Without pictures, repeat exactly the lines from the one containing "notebook in this photo." through the end of the entries.
++++++++
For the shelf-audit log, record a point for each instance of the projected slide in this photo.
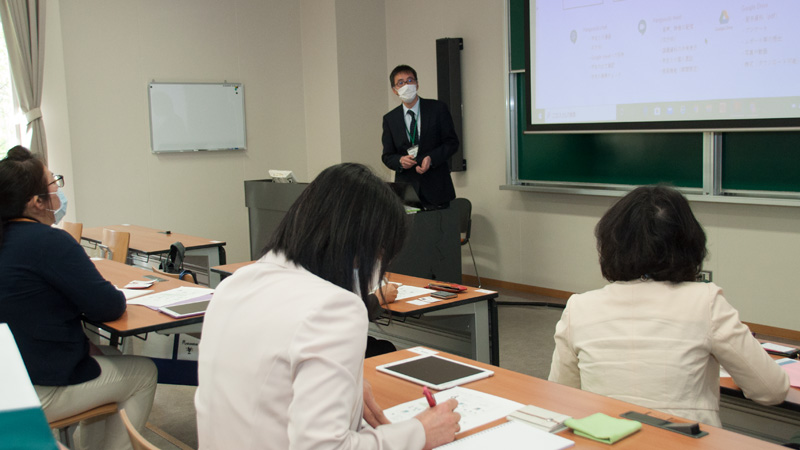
(638, 61)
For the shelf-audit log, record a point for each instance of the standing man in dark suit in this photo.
(418, 140)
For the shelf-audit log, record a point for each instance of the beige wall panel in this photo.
(113, 48)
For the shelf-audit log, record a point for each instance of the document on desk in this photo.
(405, 291)
(175, 296)
(476, 408)
(792, 368)
(510, 436)
(130, 294)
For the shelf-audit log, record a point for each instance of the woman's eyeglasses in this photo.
(58, 180)
(401, 83)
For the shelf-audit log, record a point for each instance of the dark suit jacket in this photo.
(47, 285)
(437, 140)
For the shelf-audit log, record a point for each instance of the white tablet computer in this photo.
(186, 309)
(435, 371)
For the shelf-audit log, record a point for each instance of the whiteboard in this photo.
(188, 117)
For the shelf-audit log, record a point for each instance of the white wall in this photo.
(112, 49)
(315, 74)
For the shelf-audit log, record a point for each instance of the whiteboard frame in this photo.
(191, 150)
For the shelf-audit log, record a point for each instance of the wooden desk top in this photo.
(402, 307)
(391, 391)
(137, 318)
(151, 241)
(228, 269)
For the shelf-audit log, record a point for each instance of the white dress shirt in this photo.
(281, 365)
(659, 345)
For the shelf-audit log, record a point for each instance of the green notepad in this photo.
(603, 428)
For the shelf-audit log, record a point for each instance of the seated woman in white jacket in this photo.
(282, 354)
(654, 336)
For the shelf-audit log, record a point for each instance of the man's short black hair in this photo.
(400, 69)
(651, 233)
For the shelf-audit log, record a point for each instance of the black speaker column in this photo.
(448, 74)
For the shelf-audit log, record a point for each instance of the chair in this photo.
(74, 229)
(63, 425)
(464, 209)
(114, 245)
(185, 275)
(137, 440)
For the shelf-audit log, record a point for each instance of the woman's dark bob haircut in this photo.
(651, 233)
(346, 218)
(22, 177)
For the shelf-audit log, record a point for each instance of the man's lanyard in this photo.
(412, 135)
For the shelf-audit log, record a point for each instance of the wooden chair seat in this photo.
(62, 425)
(137, 440)
(114, 245)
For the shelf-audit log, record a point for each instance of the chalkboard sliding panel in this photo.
(760, 164)
(608, 160)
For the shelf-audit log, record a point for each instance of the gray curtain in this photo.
(23, 27)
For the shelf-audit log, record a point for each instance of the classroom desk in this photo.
(139, 320)
(463, 325)
(390, 391)
(22, 421)
(146, 243)
(776, 423)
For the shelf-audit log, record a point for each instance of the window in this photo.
(9, 111)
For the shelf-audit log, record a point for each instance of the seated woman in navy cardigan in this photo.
(48, 285)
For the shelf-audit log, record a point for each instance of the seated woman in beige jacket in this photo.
(654, 336)
(282, 356)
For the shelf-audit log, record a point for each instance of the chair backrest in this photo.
(464, 209)
(137, 440)
(185, 275)
(115, 244)
(63, 425)
(74, 229)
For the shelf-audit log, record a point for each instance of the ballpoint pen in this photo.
(429, 396)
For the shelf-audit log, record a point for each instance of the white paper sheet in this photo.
(172, 296)
(511, 436)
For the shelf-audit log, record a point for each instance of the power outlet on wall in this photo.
(704, 276)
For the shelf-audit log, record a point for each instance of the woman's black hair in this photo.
(651, 233)
(346, 218)
(21, 178)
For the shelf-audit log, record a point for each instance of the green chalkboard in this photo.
(751, 161)
(609, 158)
(761, 161)
(601, 158)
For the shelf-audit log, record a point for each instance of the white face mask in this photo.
(407, 93)
(62, 210)
(374, 281)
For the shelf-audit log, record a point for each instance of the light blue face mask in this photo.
(62, 210)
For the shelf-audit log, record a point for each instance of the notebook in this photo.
(510, 436)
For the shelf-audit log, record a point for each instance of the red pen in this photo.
(429, 396)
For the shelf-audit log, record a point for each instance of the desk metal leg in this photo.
(494, 332)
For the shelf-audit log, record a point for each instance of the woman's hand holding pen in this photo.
(440, 423)
(373, 413)
(388, 293)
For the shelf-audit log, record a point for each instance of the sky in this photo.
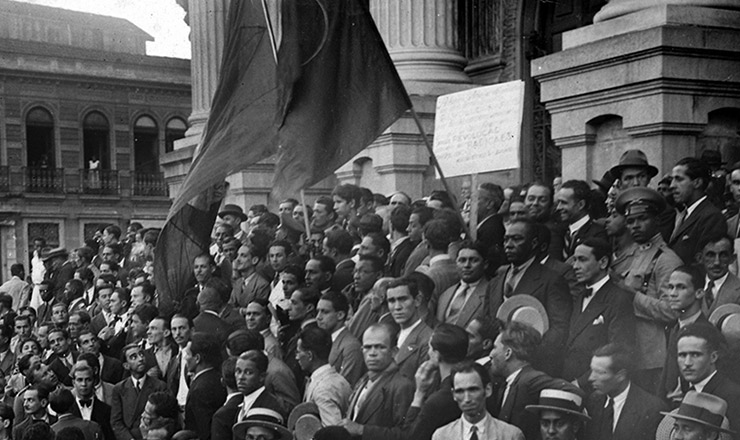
(162, 19)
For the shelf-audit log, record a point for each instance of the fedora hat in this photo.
(233, 210)
(702, 408)
(525, 309)
(265, 418)
(633, 159)
(304, 421)
(561, 401)
(54, 253)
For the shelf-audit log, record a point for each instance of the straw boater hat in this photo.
(265, 418)
(705, 409)
(561, 401)
(525, 309)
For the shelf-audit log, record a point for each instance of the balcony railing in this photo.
(149, 184)
(104, 182)
(44, 180)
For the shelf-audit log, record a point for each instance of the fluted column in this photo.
(421, 36)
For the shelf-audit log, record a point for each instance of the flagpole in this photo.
(435, 162)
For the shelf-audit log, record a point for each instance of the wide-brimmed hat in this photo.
(265, 418)
(702, 408)
(233, 210)
(561, 401)
(633, 159)
(54, 253)
(525, 309)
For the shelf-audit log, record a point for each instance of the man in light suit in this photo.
(602, 314)
(130, 395)
(471, 385)
(526, 276)
(404, 302)
(619, 409)
(700, 218)
(464, 301)
(381, 398)
(346, 350)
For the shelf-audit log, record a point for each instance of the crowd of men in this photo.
(603, 311)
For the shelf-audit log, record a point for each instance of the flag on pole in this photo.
(338, 89)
++++++++
*SOLUTION TO THIS PROBLEM:*
For the shelf-audit log, record a point for each instance of the notebook in this photo.
(510, 436)
For the shelf-audit log, record a point for each instance of the red pen in this photo.
(429, 396)
For the shelf-audit log, record a point for each instance of the desk metal leg in this photo.
(494, 332)
For the shelf-audit log, record a point for each instance of the woman's hand holding pen in this photo.
(440, 423)
(373, 413)
(388, 293)
For the shelf-audit log, record a point for each instance of the sky in this photo.
(162, 19)
For the shelf-audit log, record a point for each instance of the fedora hat in this photo.
(233, 210)
(702, 408)
(525, 309)
(265, 418)
(633, 159)
(304, 421)
(561, 401)
(54, 253)
For the shelf-audit log, record a point for each instance of the straw boater hat in this photo.
(265, 418)
(705, 409)
(561, 401)
(525, 309)
For the shelf-audit log, record a point for each instance of the balcony railing in this photo.
(149, 184)
(104, 182)
(44, 180)
For the shelf-audit log, record a point for each instance of the fluted column in this photo.
(421, 36)
For the shelf-audit log, record a point for each instance of the flagpole in this photo.
(435, 162)
For the shelf-audit log, record a point for each instance of the wide-brimmed hat in this photo.
(265, 418)
(702, 408)
(233, 210)
(561, 401)
(633, 159)
(54, 253)
(525, 309)
For the shelf-audit log, record a point for each instance of the man in light suit in this photo.
(602, 314)
(130, 395)
(471, 385)
(526, 276)
(404, 302)
(619, 409)
(700, 218)
(464, 301)
(381, 398)
(346, 350)
For the shelf-audit log, record a point for each instance of the crowd of men in this photo.
(603, 311)
For the shelf-audit log, record a point for each instance of the flag on pole in this photo.
(338, 89)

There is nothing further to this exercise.